╭─ Material supplied

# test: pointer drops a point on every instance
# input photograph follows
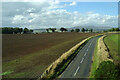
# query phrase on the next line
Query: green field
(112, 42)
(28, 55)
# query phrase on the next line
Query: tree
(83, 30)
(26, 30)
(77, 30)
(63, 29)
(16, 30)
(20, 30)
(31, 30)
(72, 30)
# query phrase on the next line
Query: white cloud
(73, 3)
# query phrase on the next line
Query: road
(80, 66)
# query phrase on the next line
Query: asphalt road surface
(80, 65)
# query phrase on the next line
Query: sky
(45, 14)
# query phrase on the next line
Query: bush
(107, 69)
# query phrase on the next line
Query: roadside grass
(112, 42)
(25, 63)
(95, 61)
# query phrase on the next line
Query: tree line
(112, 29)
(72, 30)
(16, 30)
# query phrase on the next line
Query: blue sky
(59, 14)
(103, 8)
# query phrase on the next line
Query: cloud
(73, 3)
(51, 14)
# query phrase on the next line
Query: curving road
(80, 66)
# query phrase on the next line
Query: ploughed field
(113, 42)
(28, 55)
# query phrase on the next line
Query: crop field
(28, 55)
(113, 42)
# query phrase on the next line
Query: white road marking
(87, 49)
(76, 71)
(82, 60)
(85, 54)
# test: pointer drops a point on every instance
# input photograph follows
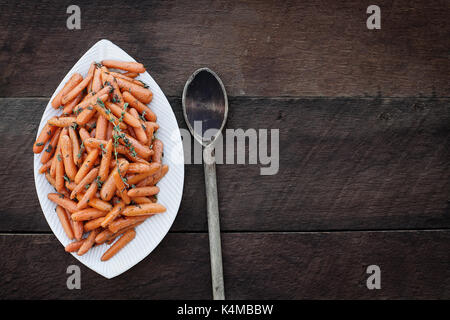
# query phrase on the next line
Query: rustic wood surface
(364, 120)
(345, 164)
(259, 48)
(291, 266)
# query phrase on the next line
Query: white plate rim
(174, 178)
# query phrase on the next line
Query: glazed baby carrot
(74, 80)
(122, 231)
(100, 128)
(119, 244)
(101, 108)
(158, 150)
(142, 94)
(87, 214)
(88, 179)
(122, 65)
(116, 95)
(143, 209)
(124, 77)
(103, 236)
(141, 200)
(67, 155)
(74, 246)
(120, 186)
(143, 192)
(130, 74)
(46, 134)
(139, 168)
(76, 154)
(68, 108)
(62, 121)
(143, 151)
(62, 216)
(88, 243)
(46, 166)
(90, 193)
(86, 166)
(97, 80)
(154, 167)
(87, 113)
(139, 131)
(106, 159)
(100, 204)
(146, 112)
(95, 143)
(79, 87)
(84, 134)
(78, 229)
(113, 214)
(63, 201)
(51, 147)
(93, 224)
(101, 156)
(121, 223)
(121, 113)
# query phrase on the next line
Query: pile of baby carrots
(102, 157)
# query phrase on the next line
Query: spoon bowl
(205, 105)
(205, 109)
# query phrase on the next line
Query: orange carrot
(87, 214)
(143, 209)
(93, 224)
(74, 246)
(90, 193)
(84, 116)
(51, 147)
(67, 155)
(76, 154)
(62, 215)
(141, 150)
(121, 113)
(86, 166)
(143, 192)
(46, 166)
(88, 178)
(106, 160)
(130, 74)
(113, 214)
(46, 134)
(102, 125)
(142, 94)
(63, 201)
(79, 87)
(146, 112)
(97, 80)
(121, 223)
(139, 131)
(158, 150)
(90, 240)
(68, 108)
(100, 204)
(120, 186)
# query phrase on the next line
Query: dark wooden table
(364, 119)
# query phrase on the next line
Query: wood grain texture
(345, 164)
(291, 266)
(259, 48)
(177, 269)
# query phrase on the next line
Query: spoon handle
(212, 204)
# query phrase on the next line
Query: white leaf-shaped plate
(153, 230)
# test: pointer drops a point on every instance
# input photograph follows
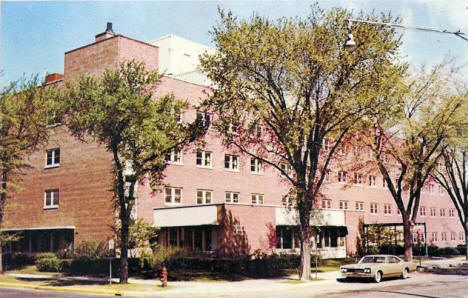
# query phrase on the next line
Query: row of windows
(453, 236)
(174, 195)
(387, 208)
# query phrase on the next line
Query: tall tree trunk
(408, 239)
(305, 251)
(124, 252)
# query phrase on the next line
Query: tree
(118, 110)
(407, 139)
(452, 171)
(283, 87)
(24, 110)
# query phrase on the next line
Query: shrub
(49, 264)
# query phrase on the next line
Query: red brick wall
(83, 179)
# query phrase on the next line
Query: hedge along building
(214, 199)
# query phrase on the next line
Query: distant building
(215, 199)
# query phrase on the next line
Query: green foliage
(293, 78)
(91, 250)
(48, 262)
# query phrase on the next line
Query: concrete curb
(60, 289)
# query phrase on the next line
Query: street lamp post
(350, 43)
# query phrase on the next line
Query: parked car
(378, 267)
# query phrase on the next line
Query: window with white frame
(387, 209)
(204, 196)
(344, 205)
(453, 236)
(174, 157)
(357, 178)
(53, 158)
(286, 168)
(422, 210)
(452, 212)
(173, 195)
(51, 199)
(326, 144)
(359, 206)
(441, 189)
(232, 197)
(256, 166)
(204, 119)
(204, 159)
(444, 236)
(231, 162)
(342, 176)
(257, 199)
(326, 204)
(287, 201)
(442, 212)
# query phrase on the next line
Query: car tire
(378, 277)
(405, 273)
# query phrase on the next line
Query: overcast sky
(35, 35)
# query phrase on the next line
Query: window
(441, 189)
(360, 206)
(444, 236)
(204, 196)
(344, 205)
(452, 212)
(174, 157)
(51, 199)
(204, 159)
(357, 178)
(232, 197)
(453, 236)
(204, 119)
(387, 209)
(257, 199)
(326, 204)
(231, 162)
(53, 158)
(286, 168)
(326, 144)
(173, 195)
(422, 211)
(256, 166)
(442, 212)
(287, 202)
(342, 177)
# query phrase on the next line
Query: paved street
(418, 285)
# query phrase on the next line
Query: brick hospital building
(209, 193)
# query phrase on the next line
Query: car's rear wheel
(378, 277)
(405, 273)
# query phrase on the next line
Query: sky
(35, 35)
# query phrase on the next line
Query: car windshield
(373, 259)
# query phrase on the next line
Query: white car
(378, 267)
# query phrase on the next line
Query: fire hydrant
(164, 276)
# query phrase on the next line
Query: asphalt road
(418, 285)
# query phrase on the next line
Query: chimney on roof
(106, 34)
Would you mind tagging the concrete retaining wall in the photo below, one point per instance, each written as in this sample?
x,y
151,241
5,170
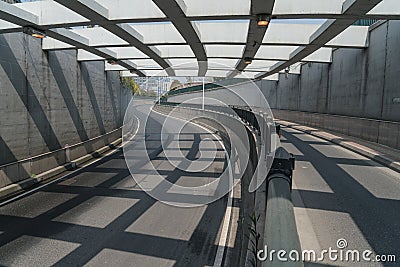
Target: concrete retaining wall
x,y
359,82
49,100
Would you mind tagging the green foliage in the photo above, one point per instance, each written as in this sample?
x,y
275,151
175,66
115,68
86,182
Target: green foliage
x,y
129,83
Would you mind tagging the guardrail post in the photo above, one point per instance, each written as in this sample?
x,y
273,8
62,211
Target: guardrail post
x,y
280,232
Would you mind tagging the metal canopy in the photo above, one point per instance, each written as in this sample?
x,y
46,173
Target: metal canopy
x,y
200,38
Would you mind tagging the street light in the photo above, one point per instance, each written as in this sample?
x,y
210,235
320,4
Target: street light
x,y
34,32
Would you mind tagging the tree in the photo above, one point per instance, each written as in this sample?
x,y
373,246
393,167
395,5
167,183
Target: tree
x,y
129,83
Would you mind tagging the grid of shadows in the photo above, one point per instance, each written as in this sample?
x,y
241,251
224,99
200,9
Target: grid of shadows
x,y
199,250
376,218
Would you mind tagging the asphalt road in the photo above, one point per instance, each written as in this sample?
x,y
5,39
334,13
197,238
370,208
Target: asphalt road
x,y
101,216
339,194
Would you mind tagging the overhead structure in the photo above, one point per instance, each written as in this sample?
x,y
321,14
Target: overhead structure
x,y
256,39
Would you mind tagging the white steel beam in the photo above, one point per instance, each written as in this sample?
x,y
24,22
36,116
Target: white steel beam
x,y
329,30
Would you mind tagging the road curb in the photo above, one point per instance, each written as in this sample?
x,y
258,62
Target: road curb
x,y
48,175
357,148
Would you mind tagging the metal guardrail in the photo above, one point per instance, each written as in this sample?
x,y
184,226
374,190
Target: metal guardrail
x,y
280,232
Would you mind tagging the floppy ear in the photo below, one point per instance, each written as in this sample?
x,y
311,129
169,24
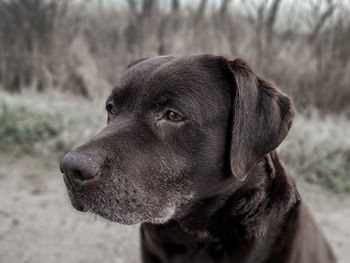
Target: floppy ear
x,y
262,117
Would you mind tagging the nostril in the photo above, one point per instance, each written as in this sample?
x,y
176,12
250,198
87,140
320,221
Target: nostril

╰─

Check which lines of the entries hold the word "above", then please give only how many there are.

12